*What is expected*. Put the lines of the records below into a numbered list, skipping any blank lines. Leave the pictures out of your answer.

*Data in this exercise*.

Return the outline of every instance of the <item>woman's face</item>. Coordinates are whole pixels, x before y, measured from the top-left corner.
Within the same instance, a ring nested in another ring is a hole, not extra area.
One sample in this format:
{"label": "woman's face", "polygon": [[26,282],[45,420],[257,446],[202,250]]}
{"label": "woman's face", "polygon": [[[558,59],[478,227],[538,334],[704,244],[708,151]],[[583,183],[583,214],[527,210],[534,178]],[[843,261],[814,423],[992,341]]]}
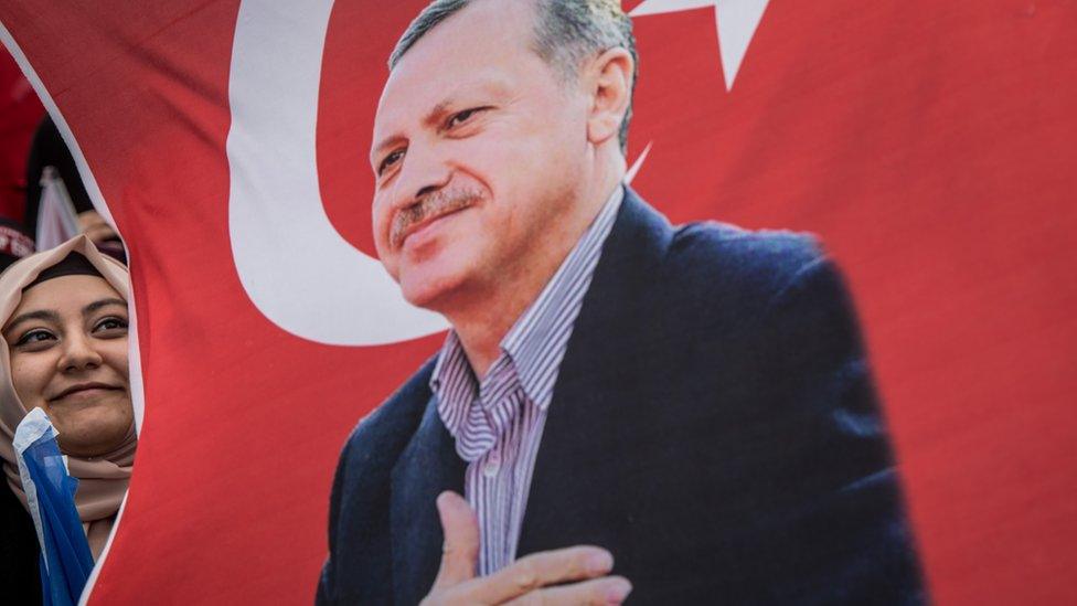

*Problem solution*.
1. Return the outline of every instance of the <item>woman's face</item>. Coordinates are whole pixels, x before y, measured from the top-left corner.
2. Within the same instance, a ring nested in another ring is a hole, not extra area.
3. One sample in this format:
4. {"label": "woman's face", "polygon": [[26,282],[45,420],[257,446],[202,250]]}
5. {"label": "woman's face", "polygon": [[[558,59],[478,227],[538,334],[704,244],[708,151]],[[583,183],[583,214],[527,210],[534,178]],[[843,261],[814,423],[992,341]]]}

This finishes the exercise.